Given request -
Rewrite every line of the items below as a JSON list of strings, one string per line, with blank lines omitted. Leave the pictures out of your answer.

Task material -
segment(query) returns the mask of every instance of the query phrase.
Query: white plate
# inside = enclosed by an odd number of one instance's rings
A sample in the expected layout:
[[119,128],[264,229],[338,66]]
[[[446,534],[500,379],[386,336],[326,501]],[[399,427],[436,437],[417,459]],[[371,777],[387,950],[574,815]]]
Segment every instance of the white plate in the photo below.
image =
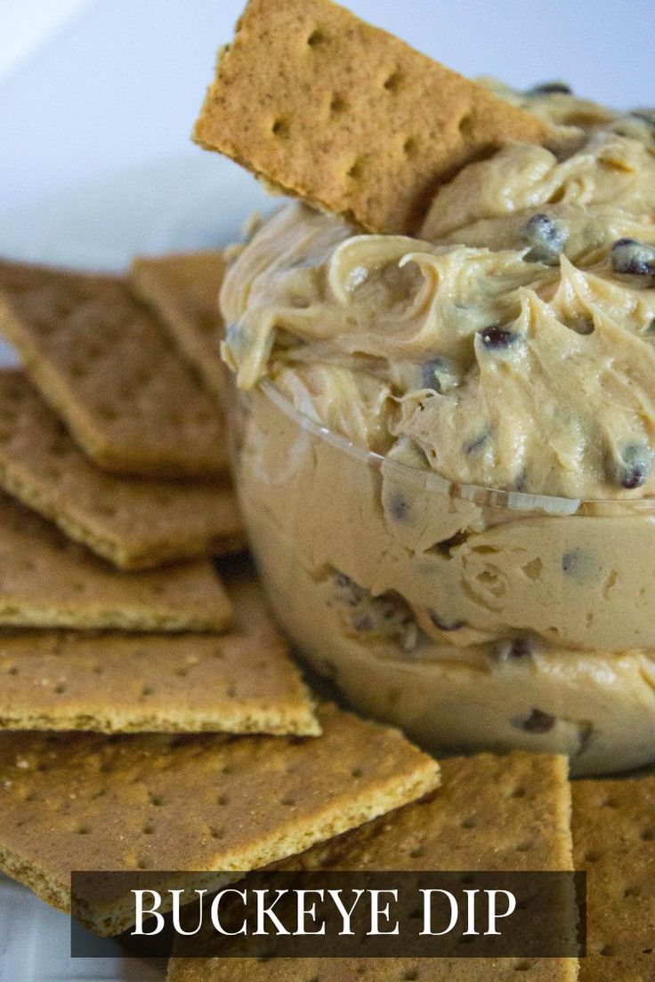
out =
[[[245,219],[271,203],[221,157],[173,160],[1,216],[0,254],[122,269],[137,252],[235,242]],[[12,360],[0,344],[0,364]],[[0,982],[163,982],[165,971],[154,959],[71,958],[69,918],[0,876]]]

Written reply -
[
  "segment(query) returns the mask of every instance of the query phrase.",
  "Query: white plate",
  "# inside = enclosed by an odd number of one instance's rings",
  "A sample in the expected layout:",
  "[[119,128],[264,229],[338,66]]",
  "[[[446,534],[500,379],[386,336],[326,501]],[[399,427],[436,437],[417,459]],[[371,777],[387,950],[574,815]]]",
  "Segment every instance of the white plate in the photo below.",
  "image =",
  "out =",
  "[[[245,219],[271,203],[221,157],[173,160],[1,216],[0,254],[122,269],[137,252],[235,242]],[[12,360],[0,344],[0,364]],[[0,982],[163,982],[165,971],[154,959],[71,958],[69,918],[0,876]]]"
]